Use of university rankings
8. Dimensions of university performance not covered by university rankings should not be overlooked
University rankings focus on specific dimensions of university performance, typically dimensions that are relatively easy to quantify. The Leiden Ranking for instance has a quite narrow scope focused on specific aspects of the scientific performance of universities. Some other university rankings have a broader scope, with U-Multirank probably being the most comprehensive ranking system. However, there is no university ranking that fully covers all relevant dimensions of university performance. Teaching performance and societal impact are examples of dimensions that are typically not very well covered by university rankings. Within the dimension of scientific performance, scientific impact and collaboration can be captured quite well, but scientific productivity is much more difficult to cover. Dimensions of university performance that are not properly covered by university rankings should not be overlooked. Users of university rankings should be aware that even the most comprehensive rankings offer only a partial perspective on university performance. The information needs of users should always be leading, not the information supply by university rankings.
9. Performance criteria relevant at the university level should not automatically be assumed to have the same relevance at the department of research group level
Performance criteria that are relevant at the level of universities as a whole are not necessarily relevant at the level of individual departments or research groups within a university. It may for instance be useful to know how often articles published by a university are cited in the international scientific literature, but for a specific research group within the university, such as a research group in the humanities, this may not be a very useful performance criterion. Similarly, one may want to know how many publications of a university have been co-authored with industrial partners. However, for research groups active in areas with little potential of commercial application, this may not be the most appropriate performance criterion. It may be tempting for a university to mechanically pass on performance criteria from the university level to lower levels within the organization, but this temptation should be resisted. This is especially important when the distribution of resources within a university is partially dependent on key performance indicators, as is often the case.
10. University rankings should be handled cautiously, but they should not be dismissed as being completely useless
When used in a responsible manner, university rankings may provide relevant information to universities, researchers, students, research funders, governments, and other stakeholders. They may offer a useful international comparative perspective on the performance of universities. The management of a university may use information obtained from university rankings to support decision making and to make visible the strengths of the university. However, when doing so, the limitations of university rankings and the caveats in their use should be continuously emphasized.
We are grateful to Martijn Visser and Alfredo Yegros for helpful comments.

§ §

WORK TASK 1:
According to the passage on university rankings, why is it especially important that a university resist passing performance criteria mechanically from the university level down to lower levels? Answer in one to three sentences.
WORK TASK 2:
Answer these questions from the passage on university rankings, one line each:
(a) Which ranking system is described as probably the most comprehensive?
(b) Which dimension within scientific performance is said to be much more difficult to cover?
(c) For what two purposes may the management of a university use information from university rankings?

[Point localization data]

§ §

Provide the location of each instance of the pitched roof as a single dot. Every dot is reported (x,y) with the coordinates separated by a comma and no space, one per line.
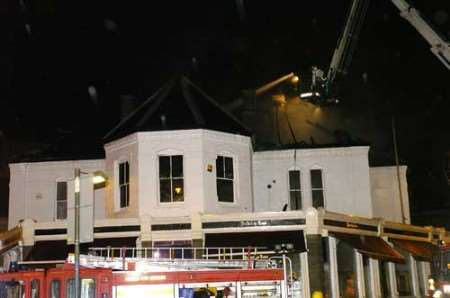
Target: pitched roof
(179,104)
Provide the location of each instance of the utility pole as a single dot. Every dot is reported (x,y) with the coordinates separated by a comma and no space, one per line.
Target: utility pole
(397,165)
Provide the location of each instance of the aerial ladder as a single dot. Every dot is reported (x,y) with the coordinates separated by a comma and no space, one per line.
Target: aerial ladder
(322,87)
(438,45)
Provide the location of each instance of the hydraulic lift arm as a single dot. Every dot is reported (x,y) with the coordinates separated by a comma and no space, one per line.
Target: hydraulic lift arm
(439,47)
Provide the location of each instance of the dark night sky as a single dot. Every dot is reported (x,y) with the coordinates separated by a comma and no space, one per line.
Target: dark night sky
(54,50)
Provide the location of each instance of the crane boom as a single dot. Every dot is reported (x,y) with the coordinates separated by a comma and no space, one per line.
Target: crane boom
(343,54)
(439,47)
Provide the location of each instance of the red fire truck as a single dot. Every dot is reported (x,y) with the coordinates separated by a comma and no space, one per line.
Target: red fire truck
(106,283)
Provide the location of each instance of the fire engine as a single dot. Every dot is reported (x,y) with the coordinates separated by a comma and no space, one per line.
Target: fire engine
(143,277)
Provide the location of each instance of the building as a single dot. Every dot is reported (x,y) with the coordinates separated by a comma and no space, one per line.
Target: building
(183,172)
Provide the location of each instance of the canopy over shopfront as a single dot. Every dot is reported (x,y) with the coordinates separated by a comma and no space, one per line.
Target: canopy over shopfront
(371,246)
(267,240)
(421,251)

§ §

EXERCISE RESULT 1:
It matters especially because the distribution of resources within a university is often partly dependent on key performance indicators.

EXERCISE RESULT 2:
(a) U-Multirank.
(b) Scientific productivity.
(c) To support decision making and to make visible the strengths of the university.